-- What you should do --
Give back the full data character for character.

***** Record extracts *****

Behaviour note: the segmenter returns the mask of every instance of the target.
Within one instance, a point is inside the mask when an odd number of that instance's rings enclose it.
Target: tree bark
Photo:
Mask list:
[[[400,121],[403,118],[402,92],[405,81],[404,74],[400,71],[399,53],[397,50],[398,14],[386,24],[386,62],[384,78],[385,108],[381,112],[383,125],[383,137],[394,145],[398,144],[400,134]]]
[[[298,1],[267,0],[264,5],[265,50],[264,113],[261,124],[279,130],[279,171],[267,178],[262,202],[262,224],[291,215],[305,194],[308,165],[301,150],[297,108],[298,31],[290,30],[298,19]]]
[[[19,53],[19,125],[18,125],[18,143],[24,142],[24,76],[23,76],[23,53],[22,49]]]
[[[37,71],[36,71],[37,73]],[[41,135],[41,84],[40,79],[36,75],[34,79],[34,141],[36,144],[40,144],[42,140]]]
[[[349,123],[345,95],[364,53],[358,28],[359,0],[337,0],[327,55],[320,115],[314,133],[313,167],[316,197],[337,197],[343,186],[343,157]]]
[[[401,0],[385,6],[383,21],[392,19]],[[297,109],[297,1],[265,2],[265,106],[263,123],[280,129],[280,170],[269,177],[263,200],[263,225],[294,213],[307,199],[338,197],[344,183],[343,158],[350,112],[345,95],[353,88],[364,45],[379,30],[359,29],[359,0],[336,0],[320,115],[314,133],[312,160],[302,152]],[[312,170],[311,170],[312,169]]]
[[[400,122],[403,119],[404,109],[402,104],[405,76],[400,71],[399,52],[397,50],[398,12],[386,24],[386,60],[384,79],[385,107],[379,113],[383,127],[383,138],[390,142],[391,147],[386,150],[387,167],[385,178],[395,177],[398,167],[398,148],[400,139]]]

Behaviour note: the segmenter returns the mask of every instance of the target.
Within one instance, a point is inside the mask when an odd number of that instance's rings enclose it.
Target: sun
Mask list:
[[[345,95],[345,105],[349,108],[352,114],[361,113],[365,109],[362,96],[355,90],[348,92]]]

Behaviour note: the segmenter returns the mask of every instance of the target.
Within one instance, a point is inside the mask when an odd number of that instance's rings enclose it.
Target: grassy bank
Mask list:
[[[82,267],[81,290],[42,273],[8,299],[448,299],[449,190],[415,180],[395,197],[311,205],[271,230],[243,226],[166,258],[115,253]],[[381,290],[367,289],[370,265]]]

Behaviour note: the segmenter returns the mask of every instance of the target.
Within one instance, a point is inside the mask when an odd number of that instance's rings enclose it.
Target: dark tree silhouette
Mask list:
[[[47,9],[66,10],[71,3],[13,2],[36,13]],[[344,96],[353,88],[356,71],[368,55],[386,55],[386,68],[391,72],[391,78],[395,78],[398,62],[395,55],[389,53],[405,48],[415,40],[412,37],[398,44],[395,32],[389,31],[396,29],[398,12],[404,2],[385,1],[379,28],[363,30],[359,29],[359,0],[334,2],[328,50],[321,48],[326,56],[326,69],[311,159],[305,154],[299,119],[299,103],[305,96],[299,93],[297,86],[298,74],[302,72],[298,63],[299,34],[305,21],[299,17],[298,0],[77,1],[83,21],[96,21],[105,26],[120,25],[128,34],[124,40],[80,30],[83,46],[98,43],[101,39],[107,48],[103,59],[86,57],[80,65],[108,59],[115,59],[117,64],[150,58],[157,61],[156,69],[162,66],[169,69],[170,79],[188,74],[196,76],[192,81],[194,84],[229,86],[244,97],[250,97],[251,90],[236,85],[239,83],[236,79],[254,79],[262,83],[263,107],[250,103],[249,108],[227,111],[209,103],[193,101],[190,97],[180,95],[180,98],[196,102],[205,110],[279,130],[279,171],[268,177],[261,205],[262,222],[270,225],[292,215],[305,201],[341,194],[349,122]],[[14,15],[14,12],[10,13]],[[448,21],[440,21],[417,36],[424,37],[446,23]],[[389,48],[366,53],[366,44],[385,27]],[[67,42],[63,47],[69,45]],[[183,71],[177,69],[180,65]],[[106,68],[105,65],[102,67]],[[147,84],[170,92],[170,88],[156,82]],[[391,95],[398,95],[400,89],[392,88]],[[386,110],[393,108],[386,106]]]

*****

-- Expected answer --
Behaviour note: the segmenter returns the mask of every instance of the target.
Within one instance, a point is inside the mask when an odd number of that instance's rings enclose it.
Target: tree bark
Photo:
Mask list:
[[[400,121],[403,118],[402,92],[405,81],[404,74],[400,71],[399,53],[397,50],[398,14],[386,24],[386,62],[384,78],[385,108],[381,112],[383,125],[383,137],[394,145],[398,144],[400,134]]]
[[[298,1],[267,0],[264,5],[265,50],[264,113],[261,124],[279,130],[279,171],[267,178],[262,202],[262,224],[291,215],[305,194],[308,165],[301,150],[297,108],[298,31],[290,30],[298,19]]]
[[[19,53],[19,125],[18,125],[18,143],[24,142],[24,76],[23,76],[23,53],[22,49]]]
[[[37,71],[36,71],[37,73]],[[41,135],[41,84],[40,79],[36,75],[34,79],[34,141],[36,144],[40,144],[42,140]]]
[[[349,123],[345,95],[364,53],[358,28],[359,0],[337,0],[327,55],[320,115],[314,133],[313,167],[316,197],[337,197],[343,186],[343,157]]]
[[[401,0],[385,6],[383,21],[392,19]],[[297,109],[297,1],[265,2],[265,106],[263,123],[280,129],[280,170],[269,177],[263,200],[263,225],[294,213],[307,199],[338,197],[344,183],[343,158],[350,112],[345,95],[353,88],[364,45],[379,30],[359,29],[359,0],[336,0],[320,115],[314,133],[312,160],[302,152]],[[312,170],[311,170],[312,169]]]
[[[400,122],[403,119],[404,109],[402,104],[405,76],[400,71],[399,52],[397,50],[398,12],[386,24],[386,60],[384,79],[385,107],[379,113],[383,127],[383,138],[390,142],[391,147],[386,150],[387,167],[385,178],[395,177],[398,167],[398,148],[400,139]]]

Behaviour note: the segmenter returns the mask of every instance of the target.
Within one instance, a point is inside the mask when an odd number of that instance's rings enclose it.
Target: sun
Mask list:
[[[345,95],[345,105],[349,108],[352,114],[361,113],[365,109],[362,96],[355,90],[348,92]]]

Behaviour note: the segmenter returns the mask of every instance of the target.
Within one instance, a point is inside the mask when an odd number of that instance's rings enclose it.
Target: grassy bank
Mask list:
[[[82,267],[81,290],[42,273],[8,299],[448,299],[449,190],[415,180],[395,197],[311,205],[271,230],[243,226],[166,258],[115,253]],[[381,290],[367,289],[370,265]]]

Behaviour note: the segmenter returns the mask of every instance of the target.
Within one instance, a point is inside the mask when an odd number of that instance's rings enclose it.
Target: dark tree silhouette
Mask list:
[[[47,9],[66,10],[71,3],[13,2],[36,13]],[[344,96],[353,88],[356,71],[368,55],[386,55],[386,68],[391,72],[391,78],[395,78],[398,62],[395,55],[389,53],[405,48],[415,40],[412,37],[398,44],[395,32],[389,31],[396,29],[398,12],[404,2],[385,1],[379,28],[363,30],[359,29],[359,0],[334,2],[328,50],[321,48],[326,56],[326,69],[311,159],[305,154],[299,119],[299,103],[305,96],[299,93],[297,86],[298,74],[302,72],[298,63],[299,34],[305,21],[299,17],[298,0],[77,1],[83,21],[96,21],[105,26],[120,25],[128,34],[124,40],[80,30],[83,46],[98,43],[101,39],[107,48],[103,59],[86,57],[80,65],[108,59],[115,59],[117,64],[150,58],[157,61],[156,69],[162,66],[169,69],[170,79],[188,74],[196,76],[192,81],[194,84],[229,86],[244,97],[250,97],[251,90],[236,85],[239,83],[236,79],[254,79],[262,83],[263,107],[250,103],[249,108],[227,111],[209,103],[193,101],[190,97],[180,95],[180,98],[196,102],[205,110],[279,130],[279,171],[268,177],[261,205],[262,222],[270,225],[292,215],[305,201],[341,194],[349,122]],[[14,15],[14,12],[10,13]],[[448,21],[440,21],[417,36],[424,37],[446,23]],[[389,48],[366,53],[366,44],[385,27]],[[67,42],[63,47],[69,45]],[[183,71],[177,69],[180,65]],[[106,68],[105,65],[102,67]],[[147,84],[170,92],[170,88],[156,82]],[[391,95],[398,95],[400,89],[392,88]],[[386,110],[393,108],[386,106]]]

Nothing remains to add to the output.